==== SOURCE MATERIAL ====
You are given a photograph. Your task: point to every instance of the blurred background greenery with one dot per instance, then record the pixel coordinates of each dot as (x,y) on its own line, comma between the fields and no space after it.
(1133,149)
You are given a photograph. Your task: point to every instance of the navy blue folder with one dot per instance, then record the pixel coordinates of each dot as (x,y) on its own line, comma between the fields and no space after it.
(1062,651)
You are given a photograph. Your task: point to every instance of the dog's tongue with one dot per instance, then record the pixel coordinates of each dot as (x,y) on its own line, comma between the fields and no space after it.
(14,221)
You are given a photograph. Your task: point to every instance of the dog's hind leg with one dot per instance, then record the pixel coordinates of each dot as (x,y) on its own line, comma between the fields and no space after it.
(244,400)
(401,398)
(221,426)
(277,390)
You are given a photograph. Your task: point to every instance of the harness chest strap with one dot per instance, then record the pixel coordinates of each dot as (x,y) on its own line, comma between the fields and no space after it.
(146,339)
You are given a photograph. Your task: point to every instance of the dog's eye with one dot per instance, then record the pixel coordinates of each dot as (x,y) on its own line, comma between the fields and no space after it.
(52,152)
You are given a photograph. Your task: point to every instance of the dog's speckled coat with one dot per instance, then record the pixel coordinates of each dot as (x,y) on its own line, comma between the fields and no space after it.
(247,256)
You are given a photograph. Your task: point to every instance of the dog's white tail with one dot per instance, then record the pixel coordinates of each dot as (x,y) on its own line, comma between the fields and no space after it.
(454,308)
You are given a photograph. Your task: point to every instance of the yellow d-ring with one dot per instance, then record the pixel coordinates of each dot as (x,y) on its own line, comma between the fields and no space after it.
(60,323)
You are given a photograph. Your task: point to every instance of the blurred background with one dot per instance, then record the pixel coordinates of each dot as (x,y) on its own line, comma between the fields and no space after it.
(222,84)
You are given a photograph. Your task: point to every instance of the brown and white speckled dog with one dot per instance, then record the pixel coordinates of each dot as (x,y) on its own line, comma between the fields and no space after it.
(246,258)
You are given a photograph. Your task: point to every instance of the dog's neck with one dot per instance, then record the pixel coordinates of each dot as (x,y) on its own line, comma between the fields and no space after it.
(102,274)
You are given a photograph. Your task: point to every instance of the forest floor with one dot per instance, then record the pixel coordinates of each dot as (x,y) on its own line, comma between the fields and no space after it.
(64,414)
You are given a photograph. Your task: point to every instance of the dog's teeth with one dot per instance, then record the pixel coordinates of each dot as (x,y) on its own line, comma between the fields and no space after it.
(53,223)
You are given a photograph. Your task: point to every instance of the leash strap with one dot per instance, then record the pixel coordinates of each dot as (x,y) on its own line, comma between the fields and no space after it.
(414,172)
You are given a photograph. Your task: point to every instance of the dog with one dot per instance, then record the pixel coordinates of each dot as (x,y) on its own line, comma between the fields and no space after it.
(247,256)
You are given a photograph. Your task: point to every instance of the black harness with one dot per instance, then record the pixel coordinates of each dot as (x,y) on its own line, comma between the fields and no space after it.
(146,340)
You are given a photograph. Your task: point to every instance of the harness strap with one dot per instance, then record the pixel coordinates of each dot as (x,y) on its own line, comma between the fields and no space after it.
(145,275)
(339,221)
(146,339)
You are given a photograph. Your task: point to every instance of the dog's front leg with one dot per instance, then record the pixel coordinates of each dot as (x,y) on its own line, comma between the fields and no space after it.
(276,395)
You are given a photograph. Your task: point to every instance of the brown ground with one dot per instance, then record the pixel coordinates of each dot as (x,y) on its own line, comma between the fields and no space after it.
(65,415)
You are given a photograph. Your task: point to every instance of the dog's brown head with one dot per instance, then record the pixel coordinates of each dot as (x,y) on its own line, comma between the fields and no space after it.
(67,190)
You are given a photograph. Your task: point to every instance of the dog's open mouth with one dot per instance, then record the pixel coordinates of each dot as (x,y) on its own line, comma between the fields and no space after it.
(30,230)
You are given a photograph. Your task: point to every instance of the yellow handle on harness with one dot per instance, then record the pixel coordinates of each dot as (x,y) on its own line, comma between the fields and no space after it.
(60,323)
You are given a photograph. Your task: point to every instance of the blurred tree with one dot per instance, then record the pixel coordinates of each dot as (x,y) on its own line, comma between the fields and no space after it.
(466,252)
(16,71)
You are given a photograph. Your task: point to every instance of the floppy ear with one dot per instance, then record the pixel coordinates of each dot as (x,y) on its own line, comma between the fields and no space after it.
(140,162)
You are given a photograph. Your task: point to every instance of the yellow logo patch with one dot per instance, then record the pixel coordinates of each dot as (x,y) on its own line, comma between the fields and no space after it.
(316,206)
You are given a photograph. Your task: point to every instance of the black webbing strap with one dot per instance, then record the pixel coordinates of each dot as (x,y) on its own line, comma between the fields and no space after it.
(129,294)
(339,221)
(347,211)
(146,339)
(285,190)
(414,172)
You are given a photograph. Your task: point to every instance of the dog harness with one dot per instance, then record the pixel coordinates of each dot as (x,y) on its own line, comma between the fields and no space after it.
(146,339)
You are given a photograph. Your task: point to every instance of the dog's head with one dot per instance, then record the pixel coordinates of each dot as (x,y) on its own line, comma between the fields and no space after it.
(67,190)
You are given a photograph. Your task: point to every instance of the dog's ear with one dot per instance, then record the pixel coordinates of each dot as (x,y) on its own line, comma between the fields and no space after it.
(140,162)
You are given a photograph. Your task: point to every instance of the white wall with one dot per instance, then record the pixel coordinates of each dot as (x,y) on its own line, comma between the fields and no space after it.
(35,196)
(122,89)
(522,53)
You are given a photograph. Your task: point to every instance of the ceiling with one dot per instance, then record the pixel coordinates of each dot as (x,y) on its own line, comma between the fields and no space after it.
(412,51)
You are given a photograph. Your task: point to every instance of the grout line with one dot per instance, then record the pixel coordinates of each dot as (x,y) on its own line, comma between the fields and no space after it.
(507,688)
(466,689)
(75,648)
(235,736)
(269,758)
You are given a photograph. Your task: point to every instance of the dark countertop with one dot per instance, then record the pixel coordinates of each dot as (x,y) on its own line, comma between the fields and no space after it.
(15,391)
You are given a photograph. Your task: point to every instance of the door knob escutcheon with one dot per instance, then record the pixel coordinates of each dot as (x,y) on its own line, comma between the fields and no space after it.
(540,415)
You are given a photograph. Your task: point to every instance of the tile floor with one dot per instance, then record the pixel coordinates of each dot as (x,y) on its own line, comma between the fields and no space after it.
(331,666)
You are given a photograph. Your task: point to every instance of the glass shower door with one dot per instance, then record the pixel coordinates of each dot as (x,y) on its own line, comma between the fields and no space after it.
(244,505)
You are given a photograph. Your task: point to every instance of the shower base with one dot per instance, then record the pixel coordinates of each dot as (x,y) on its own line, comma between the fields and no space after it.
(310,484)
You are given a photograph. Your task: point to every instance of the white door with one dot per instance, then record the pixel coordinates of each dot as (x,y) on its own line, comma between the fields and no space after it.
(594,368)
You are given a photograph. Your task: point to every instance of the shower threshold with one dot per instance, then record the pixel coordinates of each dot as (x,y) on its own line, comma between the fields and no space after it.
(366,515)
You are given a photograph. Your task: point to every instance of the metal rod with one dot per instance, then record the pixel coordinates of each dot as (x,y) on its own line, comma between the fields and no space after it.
====
◆ WHAT YOU ARE ASKED TO DO: Please copy out each record, character for character.

◆ RESULT BELOW:
You are given a photograph. Your task: point to every instance of the blurred background greenery with one dot per instance, then record the pixel coordinates of each dot as (x,y) on its own line, comma between the fields and no space after it.
(1133,149)
You are given a photograph. Your task: point to every instance of the navy blue folder with one dot per instance, then record the pixel coordinates of each dot as (x,y) on its own line, comma between the fields and no space after it.
(1062,651)
You are given a photograph. Your task: point to every instance of the dog's tongue with one dot per instance, then record the pixel coordinates of each dot as (x,y) on its own line, comma between the fields and no space after it.
(14,221)
You are given a photograph. Your task: point to every instance of the dog's hind leg with one dot per instance, then record the pixel coordinates of each dot as (x,y) on its own line, comma between the fields and no space after it.
(244,400)
(401,398)
(221,426)
(277,390)
You are given a photograph. Your task: point to every instance of the harness chest strap with one dot per instance, then record the pixel coordinates of each dot as (x,y) on its own line, comma between the fields and no space after it.
(146,339)
You are given a photograph. Your task: point to every instance of the dog's eye with one dot per instance, then record the pixel coordinates of each dot as (x,y) on its own line, comma between the fields and no space after it.
(52,152)
You are given a photograph. Your task: point to every instance of the dog's speckled coat with one dot per instance, then record the pixel coordinates of each dot as (x,y) on its own line, comma between the fields and no space after it.
(247,256)
You are given a photograph. Your task: point to every instance of the dog's white tail with one dot per instance, then record the pixel coordinates of each dot as (x,y) on its own line, comma between the fields and no space after it.
(454,308)
You are given a photograph. Your task: point to every instance of the yellow d-ring with one dot per instance, then record the pixel coordinates of each dot as (x,y) on its own line, comma between the fields and no space after it.
(60,323)
You are given a photograph. Your task: point to every instance of the blurred background with one dot per instance, then record the pixel coordinates of each dot as (x,y) on its own line, comma between the fields and no space after it.
(222,84)
You are given a photograph. Your task: point to every instance of the brown and white speckled dog with one dot per instance, then record the pixel coordinates of each dot as (x,y) on its own line, comma between the fields and no space after it.
(246,258)
You are given a photograph. Your task: point to every instance of the dog's neck with one dot per instance, then record the pixel coordinates of each dot as (x,y) on its own line, comma between the fields and no space after it.
(102,274)
You are given a photograph. Your task: point to every instance of the forest floor with one dot per instance, then record the pixel coordinates of each dot as (x,y) on its own line, comma between the fields and no space after it.
(64,414)
You are given a photograph. Your task: point to every instance of the dog's teeth with one dot per instance, then record the pixel coordinates of each dot as (x,y) on its own line, comma between the fields and no space after it.
(53,223)
You are given a photograph. Your task: point to every instance of the leash strap with one dot per instance, then record the pixel coordinates of each dot as (x,y) on its own line, comma between the fields and no space after it.
(414,172)
You are given a photograph. Your task: point to every instance of the dog with one dot per instance, then record the pixel coordinates of each dot as (x,y) on its own line, comma between the fields and no space after it.
(247,256)
You are given a photograph. Your task: point to every instance of the black harness with one dot per instance, then record the pixel coordinates of each dot as (x,y) on its own line, comma between the fields and no space after it.
(146,340)
You are given a photograph. Your task: point to every instance of the harness strap with one dot per instance, then record the pixel coordinates of each dot as (x,y) on its own line, comma between the fields and no space after it.
(145,275)
(339,221)
(146,339)
You are given a photograph. Your task: point to every instance of the dog's front leg with one dot per instance, then record the pixel coordinates of each dot as (x,y) on its own line, comma between the fields and no space after it.
(276,395)
You are given a photograph. Your task: point to every instance of the brown ground with one dot per instance, then record the pixel coordinates of each dot as (x,y) on its own line, comma between the fields and no space after it.
(65,415)
You are given a photograph. Your task: point to every instance of the dog's brown head with one dot per instance, then record the pixel coordinates of each dot as (x,y) on its own line, comma between the fields and no space after it.
(67,190)
You are given a photograph. Your task: point to every instance of the dog's open mouth with one dot per instance, then record the pixel coordinates of each dot as (x,y) on its own line, comma between the fields and no space after it.
(30,230)
You are given a photograph. Your task: point to every instance of the yellow handle on harness with one dot per instance, then record the pixel coordinates of each dot as (x,y) on its own line, comma between the fields and no space after it.
(60,323)
You are given a photograph. Your task: point to every instance of the blurred tree with one dot per instance, then record the pixel coordinates of each dot as (x,y) on its own line, comma between the fields and no space after it.
(466,252)
(16,71)
You are given a photograph. Your task: point to every instance of the floppy ear with one dot per instance, then record the pixel coordinates of each dot as (x,y) on its own line, comma between the fields and no space after it.
(140,162)
You are given a photograph. Your task: point to every instance of the yellow logo patch with one dot per instance, then record the pixel coordinates of each dot as (x,y) on its own line, comma between the fields and no space after it.
(316,206)
You are given a photograph. Your task: point to every instance of the black webbing strap with one dot per instance, then record the pixel coordinates of each dot as (x,y) on its own line, comma between the fields and no space after it.
(129,294)
(339,221)
(347,211)
(146,339)
(285,190)
(414,172)
You are given a photograph. Your task: point to every instance of the dog harness with one dot per instance, then record the pixel coordinates of each dot as (x,y) on its own line, comma between the fields and no space after it.
(146,339)
You are given a photograph. Your task: point to every instance of the dog's head with one dot per instance, then record the pixel coordinates of each dot as (x,y) on its own line, comma between the fields and no space after it.
(67,190)
You are given a photograph. Your task: point to every instance of the dog's ear with one dot per instance, then record the pixel coordinates of each dot as (x,y) on its own line, comma between the fields and no space after it.
(140,162)
You are given a photograph. Your task: point to every instance of the white wall with one dot per instance, then record the pixel coordinates of each dot as (x,y) on its own line, comma between the fields and no space after it.
(35,196)
(122,89)
(522,53)
You are given a photograph. Your task: point to every instance of the ceiling with one dot per instance, then record the pixel coordinates of each dot as (x,y) on its own line, comma between the fields and no space after it.
(412,51)
You are given a photograph. Your task: point to every instance of the grout line with one dot per instance, then record the pixel coordinates of each dot as (x,y) on its own line, comma between the fields and no space after it.
(507,688)
(466,689)
(75,648)
(235,736)
(269,758)
You are given a photograph. Your task: point to every instance of the dark countertop with one dot per instance, then record the pixel coordinates of each dot as (x,y) on its own line, comma between the fields and no space after it.
(15,391)
You are given a photograph. Your task: point to every instance of the door knob escutcheon with one dot per instance, then record the pixel coordinates of each dot as (x,y) on its own line, comma between the fields and no space after it.
(540,415)
You are given a photograph. Your task: point to every instance of the tile floor with one dot per instance, then record the pixel coordinates of each dot as (x,y) on its own line, comma between the fields and no space after it.
(331,666)
You are given a photograph. Your task: point to every instance of the glass shower door with one dot per instance, then record the pixel coordinates of each dot as (x,y) on its own line, comma between the fields and no space after it.
(244,505)
You are given a photograph. Your task: point to every instance of the shower base with one dot per instance, then record the pixel coordinates of each dot as (x,y) on its own line, comma between the fields and no space after it.
(310,484)
You are given a photograph. Your task: point to every instance of the white door with one dot per instance, then record the pixel coordinates of each dot as (x,y) on its own line, comma between the fields and no space after it.
(594,368)
You are given a photograph. Your task: point to every instance of the shower threshold with one dot per instance, then record the pixel coordinates of each dot as (x,y) on its own line, comma between the fields and no space after it.
(366,515)
You are given a photograph. Your task: point to every instance of the metal rod with one dot per instance, then record the pixel coordinates of each dot as (x,y) on its own line, comma between the fields and no space after it.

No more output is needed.